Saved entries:

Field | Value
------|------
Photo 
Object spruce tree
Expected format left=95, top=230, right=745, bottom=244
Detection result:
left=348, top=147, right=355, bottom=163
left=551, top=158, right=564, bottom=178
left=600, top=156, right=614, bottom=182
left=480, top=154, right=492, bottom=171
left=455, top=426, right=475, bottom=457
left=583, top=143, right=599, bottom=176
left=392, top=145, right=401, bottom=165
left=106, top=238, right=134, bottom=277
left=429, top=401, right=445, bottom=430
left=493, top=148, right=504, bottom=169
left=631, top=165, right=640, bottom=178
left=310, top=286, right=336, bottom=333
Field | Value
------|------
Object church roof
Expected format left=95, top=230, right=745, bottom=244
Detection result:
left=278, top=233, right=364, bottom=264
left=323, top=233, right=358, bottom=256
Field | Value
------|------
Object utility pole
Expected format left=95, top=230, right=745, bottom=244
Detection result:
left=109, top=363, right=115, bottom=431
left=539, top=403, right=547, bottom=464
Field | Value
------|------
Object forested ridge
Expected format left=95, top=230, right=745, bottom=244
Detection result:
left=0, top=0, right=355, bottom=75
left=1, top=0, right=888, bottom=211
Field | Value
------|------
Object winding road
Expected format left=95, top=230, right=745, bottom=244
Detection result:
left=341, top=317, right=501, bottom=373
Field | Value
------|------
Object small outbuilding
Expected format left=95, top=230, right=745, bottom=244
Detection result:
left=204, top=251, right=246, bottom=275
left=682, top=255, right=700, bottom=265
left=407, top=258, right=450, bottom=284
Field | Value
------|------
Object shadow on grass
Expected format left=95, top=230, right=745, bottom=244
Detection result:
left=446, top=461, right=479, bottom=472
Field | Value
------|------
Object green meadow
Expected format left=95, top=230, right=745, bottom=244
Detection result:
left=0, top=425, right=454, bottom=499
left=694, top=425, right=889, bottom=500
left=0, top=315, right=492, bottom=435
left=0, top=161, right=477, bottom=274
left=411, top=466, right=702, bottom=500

EXERCISE – Could you copy every record above exactly as it appears?

COMPLETED TASK –
Field | Value
------|------
Photo 
Object spruce tree
Expected format left=95, top=230, right=745, bottom=244
Detection result:
left=348, top=147, right=355, bottom=163
left=551, top=158, right=564, bottom=178
left=600, top=156, right=614, bottom=182
left=480, top=154, right=492, bottom=171
left=455, top=426, right=475, bottom=457
left=583, top=143, right=599, bottom=176
left=392, top=145, right=401, bottom=165
left=106, top=238, right=134, bottom=277
left=429, top=401, right=445, bottom=430
left=493, top=148, right=504, bottom=169
left=631, top=165, right=640, bottom=178
left=310, top=286, right=336, bottom=333
Field | Value
------|------
Object church roof
Expected format left=95, top=230, right=745, bottom=244
Detection result:
left=278, top=233, right=364, bottom=264
left=323, top=233, right=358, bottom=256
Field | Value
------|------
Object utility pole
Expected format left=95, top=230, right=745, bottom=244
Detection result:
left=109, top=363, right=115, bottom=431
left=539, top=403, right=547, bottom=464
Field | Value
------|------
Object forested ridge
Expected format left=95, top=230, right=745, bottom=244
Detection result:
left=0, top=0, right=355, bottom=75
left=1, top=0, right=888, bottom=211
Field | Value
------|------
Object winding road
Expected format left=95, top=230, right=745, bottom=244
Detection result:
left=341, top=317, right=501, bottom=373
Field | Value
------|------
Object small outbuilding
Expected format left=95, top=230, right=745, bottom=244
Detection result:
left=204, top=251, right=246, bottom=275
left=682, top=255, right=700, bottom=265
left=407, top=258, right=450, bottom=284
Field | Value
------|------
Object shadow on grass
Expected format left=95, top=230, right=745, bottom=244
Detection result:
left=446, top=461, right=479, bottom=472
Field | Value
------|------
Object green meadow
Expected format left=95, top=230, right=745, bottom=244
Detection result:
left=0, top=425, right=454, bottom=499
left=694, top=425, right=889, bottom=500
left=0, top=315, right=492, bottom=435
left=0, top=161, right=477, bottom=274
left=411, top=466, right=702, bottom=500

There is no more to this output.